(Coordinate labeling data)
====================
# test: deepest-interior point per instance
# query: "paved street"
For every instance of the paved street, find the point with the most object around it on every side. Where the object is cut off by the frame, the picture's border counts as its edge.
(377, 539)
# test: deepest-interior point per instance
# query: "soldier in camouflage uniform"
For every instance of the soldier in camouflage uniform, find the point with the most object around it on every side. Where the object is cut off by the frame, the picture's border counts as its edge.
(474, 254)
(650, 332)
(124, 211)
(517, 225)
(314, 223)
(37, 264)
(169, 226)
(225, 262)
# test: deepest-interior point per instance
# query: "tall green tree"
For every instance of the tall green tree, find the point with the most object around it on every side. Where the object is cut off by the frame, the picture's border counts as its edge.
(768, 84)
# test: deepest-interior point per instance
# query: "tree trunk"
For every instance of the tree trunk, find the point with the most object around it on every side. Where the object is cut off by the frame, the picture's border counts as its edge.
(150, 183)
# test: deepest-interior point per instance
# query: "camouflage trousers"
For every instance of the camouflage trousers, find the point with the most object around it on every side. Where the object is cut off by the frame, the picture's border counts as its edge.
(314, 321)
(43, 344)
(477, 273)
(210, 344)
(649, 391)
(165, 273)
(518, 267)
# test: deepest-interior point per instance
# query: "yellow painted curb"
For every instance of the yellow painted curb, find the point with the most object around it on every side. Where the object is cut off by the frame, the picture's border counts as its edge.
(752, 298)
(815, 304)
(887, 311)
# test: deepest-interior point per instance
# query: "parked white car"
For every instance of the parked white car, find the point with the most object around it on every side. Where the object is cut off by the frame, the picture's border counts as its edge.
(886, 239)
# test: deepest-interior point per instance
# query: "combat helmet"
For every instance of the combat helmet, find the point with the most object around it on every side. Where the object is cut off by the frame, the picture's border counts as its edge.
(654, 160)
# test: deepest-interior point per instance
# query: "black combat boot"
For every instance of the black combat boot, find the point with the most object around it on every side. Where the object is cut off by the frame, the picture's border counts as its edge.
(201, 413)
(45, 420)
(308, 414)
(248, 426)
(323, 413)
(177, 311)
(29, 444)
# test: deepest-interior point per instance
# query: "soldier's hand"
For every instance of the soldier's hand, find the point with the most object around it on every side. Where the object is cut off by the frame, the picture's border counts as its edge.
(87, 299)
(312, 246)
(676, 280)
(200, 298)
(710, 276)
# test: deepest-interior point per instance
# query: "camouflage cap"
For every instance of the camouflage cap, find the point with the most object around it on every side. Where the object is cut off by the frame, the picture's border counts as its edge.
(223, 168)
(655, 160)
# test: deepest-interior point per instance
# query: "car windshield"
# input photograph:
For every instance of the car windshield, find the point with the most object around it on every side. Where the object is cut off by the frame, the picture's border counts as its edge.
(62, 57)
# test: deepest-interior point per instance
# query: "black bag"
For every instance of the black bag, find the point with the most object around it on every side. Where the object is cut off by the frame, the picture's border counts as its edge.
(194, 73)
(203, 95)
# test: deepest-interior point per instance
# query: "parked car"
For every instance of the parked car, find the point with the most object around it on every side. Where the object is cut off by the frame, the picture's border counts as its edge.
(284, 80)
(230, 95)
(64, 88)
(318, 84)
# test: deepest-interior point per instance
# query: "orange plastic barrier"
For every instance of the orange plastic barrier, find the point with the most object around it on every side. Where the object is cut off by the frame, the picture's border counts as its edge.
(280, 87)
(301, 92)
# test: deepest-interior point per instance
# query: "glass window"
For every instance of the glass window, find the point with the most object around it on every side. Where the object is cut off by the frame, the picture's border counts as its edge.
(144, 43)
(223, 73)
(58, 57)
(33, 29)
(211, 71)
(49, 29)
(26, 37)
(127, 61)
====================
### Exercise instructions
Working from the material above, retype it in its entirety without change.

### Worked answer
# test: deepest-interior point per instance
# query: "paved street"
For every instance of the paved street, find the point with the most object around it on every side. Where the object is cut off by the frame, the picture's border counts as its edge.
(377, 539)
# test: deepest-interior point per instance
# query: "soldier in camouflage uniform"
For every instance of the soldier in camouflage uniform, find the point with the most object around it on every side. Where the object is cut off by the frame, the picture's border counts as its edge.
(474, 254)
(650, 332)
(124, 211)
(517, 225)
(314, 223)
(37, 264)
(169, 226)
(225, 262)
# test: deepest-interior point per instance
# query: "tall green tree"
For every instance of the tall green tree, find the point with the most object around it on every side. Where the object is cut off by the frame, the picture's border counts as its edge.
(768, 84)
# test: deepest-interior point per instance
# query: "tree trunk"
For every instance of the tree trunk, find the point with the most object around it on every side. Where the object is cut off by the frame, the picture's border counts as its edge.
(150, 183)
# test: deepest-interior point per instance
# query: "camouflage trousers"
For every instance of the camouflage trousers, find the point with the most object around it on every side. Where the object is cut off by the frame, the picture's border counts as its edge.
(314, 321)
(43, 344)
(477, 273)
(210, 344)
(649, 391)
(165, 273)
(518, 267)
# test: deepest-interior point per instance
# query: "yellow painted curb"
For every instance of the yellow painted curb, find the point with the most object around it on every side. Where the object is cut off by the frame, the picture's border counts as its edge.
(752, 298)
(815, 304)
(887, 311)
# test: deepest-interior point per instance
# query: "parked white car"
For every instance of the parked white car, find the point with the most object around it on every side. Where the object is cut off by the frame, the picture's border counts as its edge.
(886, 239)
# test: deepest-interior point per instance
# query: "combat helmet"
For every instance of the combat helmet, find the point with the most object around it on every side. Where the object is cut off by the frame, the picture's border counts as its edge.
(654, 160)
# test: deepest-interior point per instance
# query: "black combat boot"
For every instance of the black combat boot, find the point with the most object around it on every side. Where the object is cut off by the frame, the picture's border counts as its edge.
(201, 413)
(45, 420)
(308, 414)
(248, 426)
(323, 413)
(177, 311)
(29, 444)
# test: deepest-interior point per instance
# query: "soldier's hand"
For every instance of the soldier's hand, find the point with the most object around it on every side. Where the object is cut off by the frame, the picture's border counts as its edge.
(87, 299)
(312, 246)
(676, 280)
(200, 298)
(710, 276)
# test: deepest-interior point per instance
# query: "camouflage cap"
For every instance of the camouflage cap, find the point with the most object around it on every side. Where the object is cut off by the frame, the picture's border counts as its edge.
(223, 168)
(655, 160)
# test: deepest-interior point per instance
# query: "car windshield"
# input photograph:
For every instance of the car windshield, find the point with the most object around it on every side. Where the object is cut off by the frame, the picture's border counts as its edge.
(62, 57)
# test: deepest-interior point per instance
# query: "black bag"
For every instance of the black bag, find the point with the most object around it on every side. Where the object is cut off by the frame, the picture's border counts as its edge.
(194, 73)
(203, 95)
# test: deepest-interior point per instance
# query: "parked car"
For every instance of the parked car, find the point with the most object around it on every side. Where the object is cut off by the frame, the picture's border counts as its edge.
(284, 80)
(230, 95)
(64, 88)
(318, 84)
# test: deepest-interior point per instance
# query: "orange plastic barrier"
For every instance of the orange plastic barrier, find the point with the most object around it on every side. Where the object is cut off by the frame, the picture's border counts as its edge.
(280, 87)
(301, 92)
# test: deepest-interior point per instance
# query: "glass window"
For every instance of the glass window, find the point with the most object around it on every side. Where the object is cut off by the frame, the picture's border counts as its edge.
(144, 43)
(223, 73)
(58, 57)
(33, 29)
(211, 71)
(49, 29)
(26, 37)
(127, 61)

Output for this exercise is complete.